** BEGIN **

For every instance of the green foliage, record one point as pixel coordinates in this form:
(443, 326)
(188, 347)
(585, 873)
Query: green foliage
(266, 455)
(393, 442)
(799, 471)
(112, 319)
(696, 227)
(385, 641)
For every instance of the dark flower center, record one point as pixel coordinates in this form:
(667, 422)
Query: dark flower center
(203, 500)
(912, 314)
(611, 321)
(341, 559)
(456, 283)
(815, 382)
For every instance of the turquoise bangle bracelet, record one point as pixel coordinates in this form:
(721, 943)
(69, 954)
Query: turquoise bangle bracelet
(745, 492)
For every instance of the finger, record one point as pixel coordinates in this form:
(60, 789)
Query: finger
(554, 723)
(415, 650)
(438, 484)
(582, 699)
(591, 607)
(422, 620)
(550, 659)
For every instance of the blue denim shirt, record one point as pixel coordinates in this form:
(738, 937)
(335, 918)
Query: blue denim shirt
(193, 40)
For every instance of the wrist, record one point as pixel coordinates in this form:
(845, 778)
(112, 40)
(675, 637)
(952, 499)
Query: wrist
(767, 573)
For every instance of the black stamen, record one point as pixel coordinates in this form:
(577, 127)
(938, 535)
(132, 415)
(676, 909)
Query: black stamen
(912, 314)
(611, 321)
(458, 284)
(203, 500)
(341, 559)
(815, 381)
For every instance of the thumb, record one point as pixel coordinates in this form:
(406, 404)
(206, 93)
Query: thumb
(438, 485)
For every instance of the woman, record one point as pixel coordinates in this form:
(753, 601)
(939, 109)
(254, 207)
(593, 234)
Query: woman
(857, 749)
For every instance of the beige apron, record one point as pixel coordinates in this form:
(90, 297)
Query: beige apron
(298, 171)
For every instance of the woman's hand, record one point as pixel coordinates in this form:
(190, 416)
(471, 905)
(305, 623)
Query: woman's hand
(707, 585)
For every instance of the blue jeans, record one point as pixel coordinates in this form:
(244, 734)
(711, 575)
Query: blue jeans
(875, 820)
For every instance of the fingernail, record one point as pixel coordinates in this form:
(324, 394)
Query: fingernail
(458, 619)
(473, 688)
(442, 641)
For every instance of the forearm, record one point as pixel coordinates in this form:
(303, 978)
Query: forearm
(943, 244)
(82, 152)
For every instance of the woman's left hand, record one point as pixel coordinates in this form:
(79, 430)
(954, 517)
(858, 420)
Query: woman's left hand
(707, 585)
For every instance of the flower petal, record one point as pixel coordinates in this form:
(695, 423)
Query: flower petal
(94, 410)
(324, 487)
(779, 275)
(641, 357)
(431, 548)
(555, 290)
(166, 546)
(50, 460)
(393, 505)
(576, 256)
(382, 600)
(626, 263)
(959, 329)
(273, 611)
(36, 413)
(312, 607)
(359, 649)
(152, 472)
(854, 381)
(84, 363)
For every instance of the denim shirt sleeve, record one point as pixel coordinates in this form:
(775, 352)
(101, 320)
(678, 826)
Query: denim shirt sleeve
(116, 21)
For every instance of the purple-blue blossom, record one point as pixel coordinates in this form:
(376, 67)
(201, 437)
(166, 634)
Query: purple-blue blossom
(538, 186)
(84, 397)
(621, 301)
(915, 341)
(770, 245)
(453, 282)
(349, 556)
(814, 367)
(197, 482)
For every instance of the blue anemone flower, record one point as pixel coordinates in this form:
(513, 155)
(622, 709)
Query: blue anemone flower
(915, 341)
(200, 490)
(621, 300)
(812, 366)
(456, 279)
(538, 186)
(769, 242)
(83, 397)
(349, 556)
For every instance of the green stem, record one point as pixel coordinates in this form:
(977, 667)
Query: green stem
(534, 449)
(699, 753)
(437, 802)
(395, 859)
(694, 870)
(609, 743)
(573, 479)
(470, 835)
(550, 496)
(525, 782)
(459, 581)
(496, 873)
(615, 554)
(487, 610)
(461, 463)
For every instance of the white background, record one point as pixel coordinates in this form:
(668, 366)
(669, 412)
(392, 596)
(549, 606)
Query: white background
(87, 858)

** END **

▶ [WHAT TO WORK ON]: Rewrite every item above so that "pixel coordinates" becomes "image coordinates" wherever it appears, and keep everything else the same.

▶ [RIGHT ANSWER]:
For every instance of the green foliage, record one point as image coordinates in this form:
(443, 326)
(188, 347)
(585, 873)
Query: green foliage
(266, 455)
(393, 442)
(799, 471)
(112, 319)
(696, 227)
(385, 641)
For every instance of the dark flower center, record one point as image coordinates in this form:
(667, 422)
Query: dark flower center
(203, 500)
(912, 314)
(611, 321)
(341, 559)
(456, 283)
(815, 382)
For every instance of the turquoise bangle bracelet, record one point as image coordinates in this form:
(721, 943)
(69, 954)
Query: turquoise bangle bracelet
(745, 492)
For every instance of the finger, record one point as image coordinates in this form:
(60, 789)
Query: finger
(554, 723)
(415, 650)
(438, 484)
(582, 699)
(591, 607)
(422, 620)
(550, 659)
For every instance of the blue denim shirt, record one point as image coordinates in this form:
(738, 937)
(335, 918)
Query: blue denim shirt
(193, 40)
For every instance of the wrist, record one point as image coordinates in this form:
(845, 778)
(112, 40)
(675, 637)
(952, 499)
Query: wrist
(767, 573)
For every instance of the black stamen, record one point as image coordinates in this form:
(577, 127)
(938, 535)
(132, 415)
(676, 909)
Query: black stamen
(912, 314)
(611, 321)
(458, 284)
(203, 500)
(341, 559)
(815, 381)
For every instance of the thumb, record one point as image coordinates in this form:
(406, 404)
(206, 93)
Query: thumb
(438, 485)
For every instance of the woman, record one point as image coordinates in this form:
(753, 601)
(939, 109)
(254, 207)
(593, 234)
Query: woman
(857, 749)
For every instance of the beige apron, record one point as image coordinates in this form:
(90, 297)
Query: beige apron
(298, 171)
For every instance of the woman's hand, record one point as image coordinates in this form:
(190, 416)
(471, 905)
(305, 623)
Query: woman's hand
(707, 585)
For every instance of the blue jeans, record one point as image coordinates in this form:
(244, 734)
(711, 575)
Query: blue jeans
(875, 820)
For every instance of the fingernail, record one point as image coordinates in this form:
(324, 394)
Query: fingernail
(458, 619)
(473, 688)
(442, 641)
For every instance of the forearm, record one point as image coordinates in this form:
(303, 978)
Query: forearm
(943, 244)
(82, 152)
For every instance of the woman's left hand, record one point as image coordinates in this form:
(79, 430)
(954, 517)
(858, 420)
Query: woman's left hand
(707, 585)
For every instance of the flower petal, record one point as image coordinates in this form:
(695, 423)
Query: flower petal
(94, 410)
(324, 487)
(779, 275)
(641, 357)
(431, 548)
(555, 290)
(166, 546)
(50, 460)
(393, 505)
(576, 256)
(382, 600)
(626, 263)
(959, 329)
(273, 611)
(36, 413)
(312, 607)
(359, 649)
(152, 472)
(854, 381)
(84, 363)
For every instance of the denim shirt sleeve, record one point as image coordinates in this form:
(775, 352)
(101, 320)
(678, 826)
Query: denim shirt sleeve
(116, 21)
For every instance of the purple-blue blossom, record one point as image coordinates in this form:
(376, 67)
(201, 437)
(166, 634)
Query: purple-blue blossom
(538, 186)
(84, 397)
(621, 301)
(915, 341)
(770, 245)
(453, 282)
(349, 556)
(814, 367)
(197, 482)
For every instance of the blue anemone flower, record one point as image coordinates in this form:
(513, 155)
(622, 709)
Query: blue anemone flower
(915, 341)
(200, 490)
(621, 300)
(812, 366)
(456, 279)
(538, 186)
(769, 242)
(83, 397)
(349, 556)
For every instance of the green stem, record one point as image coordinates in this form:
(977, 667)
Query: green stem
(534, 449)
(699, 753)
(437, 802)
(395, 859)
(694, 870)
(609, 743)
(573, 479)
(470, 835)
(550, 496)
(525, 782)
(459, 581)
(496, 873)
(615, 554)
(487, 610)
(461, 463)
For every instance of the white background, record one point as image coordinates in this form:
(668, 366)
(669, 412)
(392, 596)
(549, 606)
Query: white background
(87, 858)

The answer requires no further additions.